> Work request
If a line in the data below contains the word "black", copy it out.

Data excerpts
★ ★ ★ ★
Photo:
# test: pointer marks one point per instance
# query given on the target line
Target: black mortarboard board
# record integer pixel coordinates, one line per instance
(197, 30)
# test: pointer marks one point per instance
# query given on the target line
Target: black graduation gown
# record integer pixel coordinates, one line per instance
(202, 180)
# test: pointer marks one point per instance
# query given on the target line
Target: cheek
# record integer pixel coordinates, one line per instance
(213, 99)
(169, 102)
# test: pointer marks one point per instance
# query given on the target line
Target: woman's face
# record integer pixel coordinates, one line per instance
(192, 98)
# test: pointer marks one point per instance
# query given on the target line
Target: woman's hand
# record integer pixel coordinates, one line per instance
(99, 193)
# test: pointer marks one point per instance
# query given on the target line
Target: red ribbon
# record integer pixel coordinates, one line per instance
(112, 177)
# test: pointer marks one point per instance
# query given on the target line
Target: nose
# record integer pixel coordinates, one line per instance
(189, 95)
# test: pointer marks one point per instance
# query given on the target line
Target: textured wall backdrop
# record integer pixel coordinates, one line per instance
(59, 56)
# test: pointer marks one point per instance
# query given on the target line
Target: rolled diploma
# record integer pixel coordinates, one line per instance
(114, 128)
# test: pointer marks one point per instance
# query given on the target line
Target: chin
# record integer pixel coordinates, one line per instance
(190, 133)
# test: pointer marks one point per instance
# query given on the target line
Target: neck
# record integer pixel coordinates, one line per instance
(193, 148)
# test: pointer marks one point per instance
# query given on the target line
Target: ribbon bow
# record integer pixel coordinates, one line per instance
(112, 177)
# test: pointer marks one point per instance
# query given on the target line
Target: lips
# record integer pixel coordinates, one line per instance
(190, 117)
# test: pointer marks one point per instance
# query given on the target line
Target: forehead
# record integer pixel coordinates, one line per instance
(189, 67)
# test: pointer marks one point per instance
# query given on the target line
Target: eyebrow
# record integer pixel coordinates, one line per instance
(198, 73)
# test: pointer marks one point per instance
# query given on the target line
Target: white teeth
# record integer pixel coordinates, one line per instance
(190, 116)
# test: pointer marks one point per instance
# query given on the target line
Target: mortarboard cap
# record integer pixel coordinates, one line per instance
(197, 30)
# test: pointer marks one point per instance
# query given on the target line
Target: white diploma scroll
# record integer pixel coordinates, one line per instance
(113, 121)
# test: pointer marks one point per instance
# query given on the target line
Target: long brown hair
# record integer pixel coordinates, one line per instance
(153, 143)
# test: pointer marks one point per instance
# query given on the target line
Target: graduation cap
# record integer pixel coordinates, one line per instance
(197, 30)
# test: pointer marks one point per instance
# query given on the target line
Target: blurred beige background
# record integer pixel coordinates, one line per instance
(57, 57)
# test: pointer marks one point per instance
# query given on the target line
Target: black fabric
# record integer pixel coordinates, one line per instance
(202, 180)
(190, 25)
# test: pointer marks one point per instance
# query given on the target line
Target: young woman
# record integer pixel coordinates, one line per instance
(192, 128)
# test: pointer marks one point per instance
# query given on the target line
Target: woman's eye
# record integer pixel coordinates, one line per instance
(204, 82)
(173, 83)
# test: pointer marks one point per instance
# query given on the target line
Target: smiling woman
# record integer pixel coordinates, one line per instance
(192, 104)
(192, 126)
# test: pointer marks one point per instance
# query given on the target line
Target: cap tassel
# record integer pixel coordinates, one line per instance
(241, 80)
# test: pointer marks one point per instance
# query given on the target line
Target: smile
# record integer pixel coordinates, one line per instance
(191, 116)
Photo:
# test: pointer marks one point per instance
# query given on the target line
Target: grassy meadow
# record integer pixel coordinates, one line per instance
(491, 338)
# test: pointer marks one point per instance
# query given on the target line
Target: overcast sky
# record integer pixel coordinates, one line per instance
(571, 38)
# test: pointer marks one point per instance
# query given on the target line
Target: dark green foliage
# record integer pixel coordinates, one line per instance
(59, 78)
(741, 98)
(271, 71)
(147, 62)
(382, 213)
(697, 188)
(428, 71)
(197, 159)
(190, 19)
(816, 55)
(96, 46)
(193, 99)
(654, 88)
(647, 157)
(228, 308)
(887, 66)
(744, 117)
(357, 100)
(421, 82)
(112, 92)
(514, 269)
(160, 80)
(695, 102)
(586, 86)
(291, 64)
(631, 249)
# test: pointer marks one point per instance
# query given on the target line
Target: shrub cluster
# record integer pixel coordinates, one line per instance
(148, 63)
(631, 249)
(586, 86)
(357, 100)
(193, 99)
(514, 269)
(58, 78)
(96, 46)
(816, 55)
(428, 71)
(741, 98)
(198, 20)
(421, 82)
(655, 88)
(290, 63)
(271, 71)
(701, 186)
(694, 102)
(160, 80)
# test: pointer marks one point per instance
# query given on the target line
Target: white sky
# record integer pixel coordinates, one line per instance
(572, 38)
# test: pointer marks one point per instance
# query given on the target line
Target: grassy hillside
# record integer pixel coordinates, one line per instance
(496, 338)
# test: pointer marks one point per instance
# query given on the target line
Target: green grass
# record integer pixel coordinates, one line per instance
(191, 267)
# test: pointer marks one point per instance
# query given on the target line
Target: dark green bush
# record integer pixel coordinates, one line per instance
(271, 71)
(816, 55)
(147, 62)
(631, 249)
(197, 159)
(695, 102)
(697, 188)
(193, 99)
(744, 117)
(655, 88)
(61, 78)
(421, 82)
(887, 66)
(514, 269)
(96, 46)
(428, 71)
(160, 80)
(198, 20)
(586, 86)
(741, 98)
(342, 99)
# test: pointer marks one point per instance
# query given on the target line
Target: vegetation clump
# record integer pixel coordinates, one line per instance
★ ★ ★ ★
> Reply to the exercise
Target: black mortarboard board
Target: black graduation gown
Target: black fabric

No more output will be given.